START GIVEN PASSAGE

Candidate generation — from CF to two-tower
The retrieval stage has one job: maximize recall at K₁ candidates, with a per-item cost measured in microseconds. That single constraint forces every architectural decision below.
Restating the problem from first principles
Lesson 1 established the funnel. Now zoom in on the first stage. The retrieval stage sees the full catalogue N ≈ 10⁸ – 10¹⁰ and must emit K₁ ≈ 10² – 10⁴ items in around 10 ms. That is roughly 1 – 100 ns of compute per catalogue item if you scan linearly, or ~10 µs per returned item if you have a sub-linear index. Either way: per-item compute is fixed and tiny.
Two architectural constraints follow immediately, and the rest of this lesson is downstream of them:
- Item representations must be precomputable. If scoring an item requires the user's identity as a model input at training time (e.g., a learned embedding keyed on
user_idshared between the user and item sides), you cannot build an item-only index. Every new user breaks it. - No cross-features at the top. If the final score is f(user_features, item_features) with a non-decomposable interaction (e.g., a transformer that attends across user and item tokens), then scoring item i requires the user's representation at index time. You're forced into a full cross-product over N items at request time, and you're back to the 14-hour problem from lesson 1.

END GIVEN PASSAGE
START INFORMATION

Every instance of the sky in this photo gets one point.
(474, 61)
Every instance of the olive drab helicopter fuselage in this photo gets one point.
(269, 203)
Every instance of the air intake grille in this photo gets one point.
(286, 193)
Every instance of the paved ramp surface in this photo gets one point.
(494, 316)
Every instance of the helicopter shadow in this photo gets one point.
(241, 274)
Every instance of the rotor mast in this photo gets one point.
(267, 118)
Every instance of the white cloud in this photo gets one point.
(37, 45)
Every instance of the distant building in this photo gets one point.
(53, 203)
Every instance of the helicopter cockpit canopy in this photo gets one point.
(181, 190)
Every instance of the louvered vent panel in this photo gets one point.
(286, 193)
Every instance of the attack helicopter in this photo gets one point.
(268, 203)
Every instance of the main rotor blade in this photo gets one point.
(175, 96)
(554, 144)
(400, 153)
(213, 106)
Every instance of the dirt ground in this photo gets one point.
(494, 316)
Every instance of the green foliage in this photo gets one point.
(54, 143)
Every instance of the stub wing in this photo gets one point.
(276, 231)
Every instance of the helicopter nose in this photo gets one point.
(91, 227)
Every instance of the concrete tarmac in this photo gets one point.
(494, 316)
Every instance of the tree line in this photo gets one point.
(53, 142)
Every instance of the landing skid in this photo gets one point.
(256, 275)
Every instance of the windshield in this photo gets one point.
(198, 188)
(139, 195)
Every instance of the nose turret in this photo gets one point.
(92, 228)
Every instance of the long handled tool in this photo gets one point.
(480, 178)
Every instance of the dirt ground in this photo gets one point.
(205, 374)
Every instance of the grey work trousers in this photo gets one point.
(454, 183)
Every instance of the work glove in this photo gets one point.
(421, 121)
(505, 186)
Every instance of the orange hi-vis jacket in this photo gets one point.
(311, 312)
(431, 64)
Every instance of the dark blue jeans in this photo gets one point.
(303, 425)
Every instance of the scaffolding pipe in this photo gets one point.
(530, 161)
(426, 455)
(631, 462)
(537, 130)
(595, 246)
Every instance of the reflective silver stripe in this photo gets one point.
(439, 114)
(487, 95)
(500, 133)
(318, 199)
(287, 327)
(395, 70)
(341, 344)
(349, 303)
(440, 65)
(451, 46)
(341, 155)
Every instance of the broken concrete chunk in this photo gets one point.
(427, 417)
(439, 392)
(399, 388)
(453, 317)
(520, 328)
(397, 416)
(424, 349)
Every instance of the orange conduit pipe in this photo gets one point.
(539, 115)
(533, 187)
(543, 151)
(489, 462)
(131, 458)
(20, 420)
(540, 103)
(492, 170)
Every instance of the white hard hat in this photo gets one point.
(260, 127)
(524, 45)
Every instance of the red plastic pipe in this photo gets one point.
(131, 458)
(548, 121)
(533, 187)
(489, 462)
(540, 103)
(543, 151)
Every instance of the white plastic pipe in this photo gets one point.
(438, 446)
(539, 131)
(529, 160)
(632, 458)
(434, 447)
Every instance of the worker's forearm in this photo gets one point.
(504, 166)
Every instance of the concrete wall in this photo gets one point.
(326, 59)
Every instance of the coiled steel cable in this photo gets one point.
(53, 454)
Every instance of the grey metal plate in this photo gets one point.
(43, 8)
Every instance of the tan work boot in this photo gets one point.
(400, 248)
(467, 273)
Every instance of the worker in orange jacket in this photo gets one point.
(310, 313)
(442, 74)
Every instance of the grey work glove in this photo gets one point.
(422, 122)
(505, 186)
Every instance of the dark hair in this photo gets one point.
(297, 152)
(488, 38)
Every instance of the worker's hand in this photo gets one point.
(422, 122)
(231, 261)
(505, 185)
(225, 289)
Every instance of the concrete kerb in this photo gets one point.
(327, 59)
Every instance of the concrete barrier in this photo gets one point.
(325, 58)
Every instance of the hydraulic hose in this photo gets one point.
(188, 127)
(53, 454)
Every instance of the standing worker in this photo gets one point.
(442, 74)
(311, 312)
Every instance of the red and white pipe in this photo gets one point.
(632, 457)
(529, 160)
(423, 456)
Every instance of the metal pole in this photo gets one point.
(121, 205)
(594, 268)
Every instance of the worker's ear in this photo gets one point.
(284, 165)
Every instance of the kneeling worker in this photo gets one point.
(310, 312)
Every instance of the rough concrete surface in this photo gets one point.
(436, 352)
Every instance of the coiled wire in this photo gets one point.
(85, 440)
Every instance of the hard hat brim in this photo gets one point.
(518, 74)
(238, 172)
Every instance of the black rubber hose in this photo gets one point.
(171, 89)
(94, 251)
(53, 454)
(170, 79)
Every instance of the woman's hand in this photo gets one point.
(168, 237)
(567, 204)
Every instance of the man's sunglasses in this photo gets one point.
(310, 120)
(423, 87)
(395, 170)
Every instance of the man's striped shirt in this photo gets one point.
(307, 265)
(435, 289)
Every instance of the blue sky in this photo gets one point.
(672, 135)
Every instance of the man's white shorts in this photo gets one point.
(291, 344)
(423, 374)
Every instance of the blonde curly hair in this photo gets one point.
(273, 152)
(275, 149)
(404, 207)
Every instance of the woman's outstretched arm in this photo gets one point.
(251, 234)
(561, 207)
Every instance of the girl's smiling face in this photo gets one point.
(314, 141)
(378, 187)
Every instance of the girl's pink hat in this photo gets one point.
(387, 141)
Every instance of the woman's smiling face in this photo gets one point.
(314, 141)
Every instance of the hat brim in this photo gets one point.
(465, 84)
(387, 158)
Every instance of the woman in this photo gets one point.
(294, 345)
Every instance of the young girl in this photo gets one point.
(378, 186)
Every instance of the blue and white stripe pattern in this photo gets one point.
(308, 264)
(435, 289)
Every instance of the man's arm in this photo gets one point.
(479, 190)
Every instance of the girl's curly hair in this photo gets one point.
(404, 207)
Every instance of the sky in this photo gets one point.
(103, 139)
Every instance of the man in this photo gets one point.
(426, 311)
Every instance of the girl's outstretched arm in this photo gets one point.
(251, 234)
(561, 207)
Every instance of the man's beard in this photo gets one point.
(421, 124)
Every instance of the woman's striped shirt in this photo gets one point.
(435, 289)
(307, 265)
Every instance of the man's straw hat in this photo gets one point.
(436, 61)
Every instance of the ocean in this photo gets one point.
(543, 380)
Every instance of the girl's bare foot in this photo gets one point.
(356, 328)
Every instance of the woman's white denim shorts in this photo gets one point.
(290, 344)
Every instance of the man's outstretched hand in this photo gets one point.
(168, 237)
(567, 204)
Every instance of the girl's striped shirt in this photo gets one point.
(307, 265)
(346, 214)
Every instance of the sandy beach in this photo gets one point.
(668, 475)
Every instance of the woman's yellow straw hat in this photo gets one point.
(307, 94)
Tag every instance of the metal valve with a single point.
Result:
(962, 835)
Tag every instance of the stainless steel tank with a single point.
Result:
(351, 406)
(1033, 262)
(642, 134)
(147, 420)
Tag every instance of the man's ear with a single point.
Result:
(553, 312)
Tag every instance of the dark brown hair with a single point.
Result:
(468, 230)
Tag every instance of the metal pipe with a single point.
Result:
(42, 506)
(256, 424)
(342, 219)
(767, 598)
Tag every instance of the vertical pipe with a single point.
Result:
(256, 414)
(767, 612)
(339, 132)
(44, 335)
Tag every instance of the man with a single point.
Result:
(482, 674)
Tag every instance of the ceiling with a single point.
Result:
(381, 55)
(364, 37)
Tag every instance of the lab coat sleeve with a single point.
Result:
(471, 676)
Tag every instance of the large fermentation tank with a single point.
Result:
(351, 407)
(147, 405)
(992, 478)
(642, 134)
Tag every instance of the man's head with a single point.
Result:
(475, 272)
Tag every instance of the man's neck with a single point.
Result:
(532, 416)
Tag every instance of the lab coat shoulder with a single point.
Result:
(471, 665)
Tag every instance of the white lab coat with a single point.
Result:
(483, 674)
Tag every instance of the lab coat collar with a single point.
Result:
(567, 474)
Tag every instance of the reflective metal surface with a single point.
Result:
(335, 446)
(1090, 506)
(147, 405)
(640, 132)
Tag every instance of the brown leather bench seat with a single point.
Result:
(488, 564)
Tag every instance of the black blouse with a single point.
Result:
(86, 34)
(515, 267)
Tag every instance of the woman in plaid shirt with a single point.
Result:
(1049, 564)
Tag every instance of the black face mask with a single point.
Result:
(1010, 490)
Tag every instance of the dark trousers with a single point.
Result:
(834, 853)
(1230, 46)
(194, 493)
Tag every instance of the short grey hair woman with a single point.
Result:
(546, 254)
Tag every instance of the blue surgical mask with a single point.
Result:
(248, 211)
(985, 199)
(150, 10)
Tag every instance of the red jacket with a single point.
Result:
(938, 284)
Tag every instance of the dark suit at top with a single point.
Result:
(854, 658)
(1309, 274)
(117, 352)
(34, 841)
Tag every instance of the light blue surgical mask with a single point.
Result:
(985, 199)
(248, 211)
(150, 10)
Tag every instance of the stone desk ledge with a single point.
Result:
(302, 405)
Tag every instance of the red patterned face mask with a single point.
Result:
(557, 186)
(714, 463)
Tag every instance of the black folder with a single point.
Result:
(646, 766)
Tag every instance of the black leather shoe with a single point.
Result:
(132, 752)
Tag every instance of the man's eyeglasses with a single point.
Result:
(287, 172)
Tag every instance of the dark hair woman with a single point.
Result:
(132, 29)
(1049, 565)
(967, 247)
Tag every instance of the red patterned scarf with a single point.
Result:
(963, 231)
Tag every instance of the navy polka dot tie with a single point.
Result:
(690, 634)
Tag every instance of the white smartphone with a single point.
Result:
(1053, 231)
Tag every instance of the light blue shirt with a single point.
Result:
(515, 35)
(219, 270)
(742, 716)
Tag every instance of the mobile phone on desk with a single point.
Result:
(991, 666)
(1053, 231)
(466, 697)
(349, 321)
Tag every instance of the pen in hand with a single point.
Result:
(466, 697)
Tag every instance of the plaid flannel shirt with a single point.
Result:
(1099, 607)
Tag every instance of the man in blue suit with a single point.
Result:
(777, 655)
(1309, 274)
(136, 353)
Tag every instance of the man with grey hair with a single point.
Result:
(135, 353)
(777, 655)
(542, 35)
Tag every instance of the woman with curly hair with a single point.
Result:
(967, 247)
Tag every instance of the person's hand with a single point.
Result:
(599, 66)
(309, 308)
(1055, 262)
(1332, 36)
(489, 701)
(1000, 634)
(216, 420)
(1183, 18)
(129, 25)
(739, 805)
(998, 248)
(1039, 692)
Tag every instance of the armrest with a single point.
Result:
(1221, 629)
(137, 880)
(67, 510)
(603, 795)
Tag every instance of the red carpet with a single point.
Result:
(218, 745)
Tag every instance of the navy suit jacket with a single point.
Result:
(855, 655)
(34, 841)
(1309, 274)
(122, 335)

END INFORMATION

**ACTIONS TO TAKE:**
- a) According to the candidate generation text, how many items must the retrieval stage emit, and in roughly how much time?
- b) Decide whether each statement agrees with the candidate generation text, answering yes or no and quoting the words that settle it: (i) The retrieval stage sees a catalogue of roughly 10⁸ to 10¹⁰ items. (ii) Item representations may depend on the user's identity at training time. (iii) A linear scan allows roughly 1 to 100 ns of compute per catalogue item.
- c) Resume the candidate generation text after its final sentence.
Nothing in the records is required here.

**RESPONSES TO THE EXERCISE:**
- a) K₁ ≈ 10² – 10⁴ items in around 10 ms.

- b)
(i) Yes: "The retrieval stage sees the full catalogue N ≈ 10⁸ – 10¹⁰"
(ii) No: "Item representations must be precomputable."
(iii) Yes: "That is roughly 1 – 100 ns of compute per catalogue item if you scan linearly"

- c)
The fix to both is the same: the final operation between the user side and the item side must be a late, cheap interaction — concretely, a dot product or cosine. This is called the two-tower constraint, and it is the single most important architectural fact about retrieval.
Collaborative filtering — the historical baseline
The earliest serious retrieval systems were collaborative filtering (CF). The interaction matrix R ∈ ℝU×I has a value when user u rated or clicked item i, and zeros (or missing) elsewhere. Two flavors:
- Item-item CF. Compute similarity between items by taking the cosine (or adjusted-cosine, mean-centered per user) between their columns of R. To recommend for user u, look at items u already engaged with, retrieve their nearest neighbours, union and de-duplicate. Famously what powered Amazon recommendations in the 2000s.
- User-user CF. Symmetric: similarity over rows of R. Recommend items popular among u's nearest user-neighbours.
CF is interpretable ("people who liked X also liked Y"), needs no item features, and works surprisingly well on dense interaction data. But it inherits three weaknesses that motivate everything that comes after: cold start (new items have no column, new users have no row), sparsity (when R is > 99.9% empty, cosines are noisy), and popularity bias (popular items co-occur with everything and dominate the neighbour lists).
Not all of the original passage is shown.